• TO BE DONE: Reproduce the part of the passage on activist theater under Martial Law that opens with the words containing "Among the notable" and closes with "to the Philippines.", substituting "choir" for "singing group".

Among the notable members were Jorge Checa, who would later establish the singing group called Salt of the Earth which performed in community meetings during Martial Law, and would later become a desaparecido while helping organize against the dictatorship among farmers in Zamboanga del Norte. Another was Napoleon Abiog, who would later establish the cultural group Tambisan sa Sining, which staged performances during protest actions both during and after Martial Law. Both Checa and Abiog would later be recognized by having their names engraved on the Wall of Remembrance at the Philippones' Bantayog ng Bayani which honors the martyrs and heroes who fought the authoritarian regime of Ferdinand Marcos, and worked to restore democratic governance to the Philippines.

Yet another early member was Carmen Pedrosa, whose involvement with Kamanyang and with the College Editors Guild of the Philippines led to her being invited among 15 other student leaders for a three-week study tour in China in August 1971, which turned into a 12-year exile after Marcos' actions after the Plaza Miranda bombing put them all on a blacklist which made it impossible for them to go back home.

== During the Marcos dictatorship ==
The beginning months of the 1970s marked a period of turmoil and change in the Philippines, which naturally had a significant impact on the theater arts. During his bid to be the first Philippine president to be re-elected for a second term, Ferdinand Marcos launched an unprecedented number of foreign debt-funded public works projects. This caused the Philippine economy took a sudden downwards turn known as the 1969 Philippine balance of payments crisis, which in turn led to a period of economic difficulty and a significant rise of social unrest.

=== Samahang Kamanyang, Gintong Silahis, Panday Sining, and Tanghalang Bayan ===
During the earliest days of the dictatorship, there were four prominent activist theater groups. One of these was Kamanyang Players, which was renamed Samahang Kamanyang, the official theater group of the Philippine College of Commerce now PUP. The three others were: Gintong Silahis, founded by Behn Cervantes as the theater arm of the Samahang Demokratiko ng Kabataan; Panday Sining, founded by Bonifacio Ilagan for the UP Diliman Chapter of the Kabataang Makabayan; and Tanghalang Bayan, a theater collective established by the urban poor in Tondo.

• DATASET EXTRACT:
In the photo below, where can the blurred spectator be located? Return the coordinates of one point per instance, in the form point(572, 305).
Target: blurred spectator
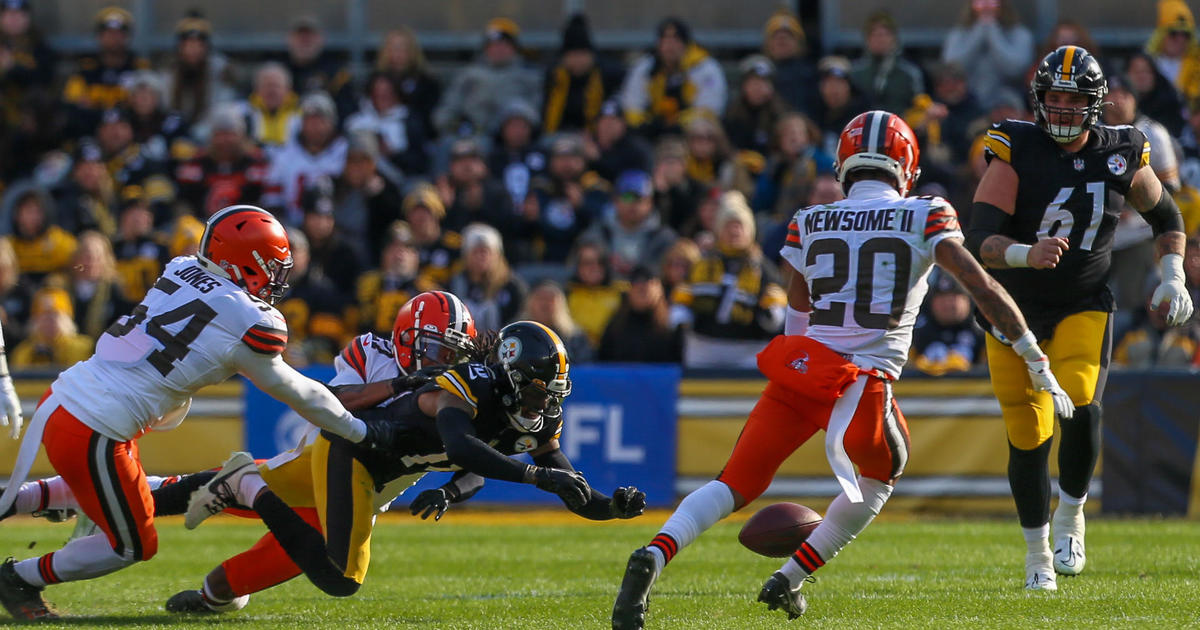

• ANSWER TO THIS TASK:
Among the notable members were Jorge Checa, who would later establish the choir called Salt of the Earth which performed in community meetings during Martial Law, and would later become a desaparecido while helping organize against the dictatorship among farmers in Zamboanga del Norte. Another was Napoleon Abiog, who would later establish the cultural group Tambisan sa Sining, which staged performances during protest actions both during and after Martial Law. Both Checa and Abiog would later be recognized by having their names engraved on the Wall of Remembrance at the Philippones' Bantayog ng Bayani which honors the martyrs and heroes who fought the authoritarian regime of Ferdinand Marcos, and worked to restore democratic governance to the Philippines.